Key Takeaways:
- Global Payments announced the acquisition of Worldpay from GTCR for $24.25B in April 2025, creating one of the world’s largest payment technology platforms, per Reuters.
- Q4 2025 adjusted EPS of $3.18 beat the consensus estimate of $3.16, and shares surged on a strong full-year 2026 forecast, per Reuters.
- GPN stock trades near $69, close to its 52-week low of $62, while analysts hold a consensus price target of $96.
- The model projects GPN stock could rise from $69 to around $108 per share by the end of 2028, based on 10.0% revenue growth, 43.1% operating margins, and a 5.1x P/E multiple.
- That would represent a 55.5% total return, or 18.1% annualized over the next 2.7 years.
What Happened?
Global Payments Inc. (GPN) reported better-than-expected Q4 2025 adjusted earnings and raised its full-year 2026 guidance. Adjusted EPS came in at $3.18, edging past the IBES consensus of $3.16, per Reuters. Shares surged on the announcement but have since given back those gains. The company also announced a $2.5B share repurchase authorization alongside the earnings report.
The payments technology company completed one of the sector’s largest deals in 2025, acquiring Worldpay from private equity firm GTCR for $24.25B. Worldpay is a global payment processor with significant scale in Europe and North America.
The combined entity creates one of the largest payment platforms by transaction volume globally. But the deal has drawn scrutiny from the UK’s Competition and Markets Authority (CMA), which has been investigating the merger for potential competitive concerns.
Elliott Management, a prominent activist investment firm, built a significant stake in GPN during 2025. Elliott’s involvement typically signals pressure for operational improvements or strategic changes. And the firm’s entry has added a new layer of investor attention to GPN’s near-term execution. Management has responded by tightening its strategic focus on high-value software and payment solutions.
The stock currently trades close to its 52-week low of $62, and the gap to the analyst consensus target of $96 is substantial. Investors are pricing in execution risk around the Worldpay integration and regulatory uncertainty in the UK. But the potential synergies from combining two large payment platforms are considerable.
Here’s why GPN stock could deliver strong returns through 2028 if the integration stays on track and margins recover as expected.
What the Model Says for GPN Stock
We analyzed the upside potential for Global Payments stock based on the transformative Worldpay acquisition, expanding software and payment solutions revenue, and the company’s strong free cash flow generation supporting active capital returns to shareholders.
Based on estimates of 10.0% annual revenue growth, 43.1% operating margins, and a normalized P/E multiple of 5.1x, the model projects Global Payments stock could rise from $69 to around $108 per share.
That would be a 55.5% total return, or an 18.1% annualized return over the next 2.7 years.

Our Valuation Assumptions
TIKR’s Valuation Model lets you plug in your own assumptions for a company’s revenue growth, operating margins, and P/E multiple, and calculates the stock’s expected returns.

== Problem to work on ==
In the Global Payments stock article, which UK regulator has been investigating the Worldpay merger?

== Supplied material ==
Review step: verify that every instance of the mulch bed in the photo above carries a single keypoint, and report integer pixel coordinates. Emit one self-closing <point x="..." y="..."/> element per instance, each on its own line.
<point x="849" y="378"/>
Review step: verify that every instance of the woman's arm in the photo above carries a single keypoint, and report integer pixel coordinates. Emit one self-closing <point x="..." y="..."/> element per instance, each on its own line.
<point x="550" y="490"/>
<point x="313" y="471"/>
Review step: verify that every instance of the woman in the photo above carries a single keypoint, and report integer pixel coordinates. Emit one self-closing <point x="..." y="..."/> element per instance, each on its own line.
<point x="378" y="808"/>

---

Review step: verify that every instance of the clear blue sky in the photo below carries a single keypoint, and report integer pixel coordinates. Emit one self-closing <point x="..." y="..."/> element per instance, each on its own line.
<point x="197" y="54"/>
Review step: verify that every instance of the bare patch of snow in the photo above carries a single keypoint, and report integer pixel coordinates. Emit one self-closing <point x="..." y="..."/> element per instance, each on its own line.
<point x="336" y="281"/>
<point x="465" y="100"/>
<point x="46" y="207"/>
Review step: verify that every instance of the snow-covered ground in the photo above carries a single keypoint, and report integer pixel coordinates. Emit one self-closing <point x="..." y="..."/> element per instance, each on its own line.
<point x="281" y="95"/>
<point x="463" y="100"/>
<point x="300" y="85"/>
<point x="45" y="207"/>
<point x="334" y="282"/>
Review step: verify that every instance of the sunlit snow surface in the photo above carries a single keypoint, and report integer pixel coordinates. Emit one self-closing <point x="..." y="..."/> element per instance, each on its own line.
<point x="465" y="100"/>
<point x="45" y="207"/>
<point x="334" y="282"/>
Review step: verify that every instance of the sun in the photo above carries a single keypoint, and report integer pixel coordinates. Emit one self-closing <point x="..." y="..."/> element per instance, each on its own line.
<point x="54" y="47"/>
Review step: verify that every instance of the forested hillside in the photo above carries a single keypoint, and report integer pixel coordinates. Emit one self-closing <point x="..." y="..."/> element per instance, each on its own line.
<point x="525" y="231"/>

== Answer below ==
The UK's Competition and Markets Authority (CMA).